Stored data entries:
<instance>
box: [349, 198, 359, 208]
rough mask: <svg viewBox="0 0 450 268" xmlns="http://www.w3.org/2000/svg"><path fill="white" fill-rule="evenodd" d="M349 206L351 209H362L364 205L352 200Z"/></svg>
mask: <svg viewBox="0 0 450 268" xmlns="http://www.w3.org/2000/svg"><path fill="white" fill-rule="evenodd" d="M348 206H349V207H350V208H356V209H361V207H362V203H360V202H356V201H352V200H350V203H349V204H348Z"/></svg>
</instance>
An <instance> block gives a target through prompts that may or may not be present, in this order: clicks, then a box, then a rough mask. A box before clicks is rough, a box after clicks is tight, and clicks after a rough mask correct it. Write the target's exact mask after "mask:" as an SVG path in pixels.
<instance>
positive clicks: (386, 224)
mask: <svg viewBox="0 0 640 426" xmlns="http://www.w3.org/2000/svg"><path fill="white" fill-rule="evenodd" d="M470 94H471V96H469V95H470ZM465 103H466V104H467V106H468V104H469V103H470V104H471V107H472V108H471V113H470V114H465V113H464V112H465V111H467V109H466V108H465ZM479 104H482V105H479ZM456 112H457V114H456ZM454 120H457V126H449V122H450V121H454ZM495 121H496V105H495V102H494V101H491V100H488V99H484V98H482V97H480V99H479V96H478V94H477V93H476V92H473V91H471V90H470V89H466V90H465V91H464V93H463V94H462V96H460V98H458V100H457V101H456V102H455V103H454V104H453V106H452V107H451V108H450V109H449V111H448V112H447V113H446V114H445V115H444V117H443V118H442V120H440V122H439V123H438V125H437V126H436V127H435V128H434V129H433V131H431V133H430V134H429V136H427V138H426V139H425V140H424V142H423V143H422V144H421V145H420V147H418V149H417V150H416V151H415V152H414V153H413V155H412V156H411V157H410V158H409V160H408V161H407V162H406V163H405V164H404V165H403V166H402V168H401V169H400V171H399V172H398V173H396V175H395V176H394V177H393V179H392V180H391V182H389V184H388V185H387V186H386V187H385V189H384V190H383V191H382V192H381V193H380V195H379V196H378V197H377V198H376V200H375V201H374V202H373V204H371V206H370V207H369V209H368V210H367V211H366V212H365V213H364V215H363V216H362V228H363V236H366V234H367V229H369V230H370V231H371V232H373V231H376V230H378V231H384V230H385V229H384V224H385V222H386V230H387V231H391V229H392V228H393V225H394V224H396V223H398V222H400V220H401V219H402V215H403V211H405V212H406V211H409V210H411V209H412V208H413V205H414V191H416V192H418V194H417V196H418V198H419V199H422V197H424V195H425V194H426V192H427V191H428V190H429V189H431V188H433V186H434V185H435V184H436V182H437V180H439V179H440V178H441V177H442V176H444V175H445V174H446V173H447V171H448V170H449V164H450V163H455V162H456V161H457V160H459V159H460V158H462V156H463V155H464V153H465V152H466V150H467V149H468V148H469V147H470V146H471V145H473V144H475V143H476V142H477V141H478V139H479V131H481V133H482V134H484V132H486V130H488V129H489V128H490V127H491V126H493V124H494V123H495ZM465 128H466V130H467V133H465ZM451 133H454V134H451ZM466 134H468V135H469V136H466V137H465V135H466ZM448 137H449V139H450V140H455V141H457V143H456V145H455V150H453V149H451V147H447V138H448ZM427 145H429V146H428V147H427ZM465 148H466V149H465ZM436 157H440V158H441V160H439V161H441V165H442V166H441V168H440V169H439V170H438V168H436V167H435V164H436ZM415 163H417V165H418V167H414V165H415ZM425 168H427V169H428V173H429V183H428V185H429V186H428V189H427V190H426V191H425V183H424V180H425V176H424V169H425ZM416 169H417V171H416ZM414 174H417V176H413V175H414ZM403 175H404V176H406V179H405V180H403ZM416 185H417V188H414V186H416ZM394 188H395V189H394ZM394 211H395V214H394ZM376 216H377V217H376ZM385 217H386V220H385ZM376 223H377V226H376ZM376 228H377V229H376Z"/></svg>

■ What to do: List every line of the listing above that contains the string "instance". Copy each matching line in full.

■ Solution:
<instance>
</instance>
An <instance> block gives a target through prompts that may or may not be present, in this order: clicks, then a box, then a rough mask. A box before clicks is rough, a box after clicks is tight, and clicks after a rough mask correct it. Write the target's exact mask after "mask:" as an SVG path in pixels.
<instance>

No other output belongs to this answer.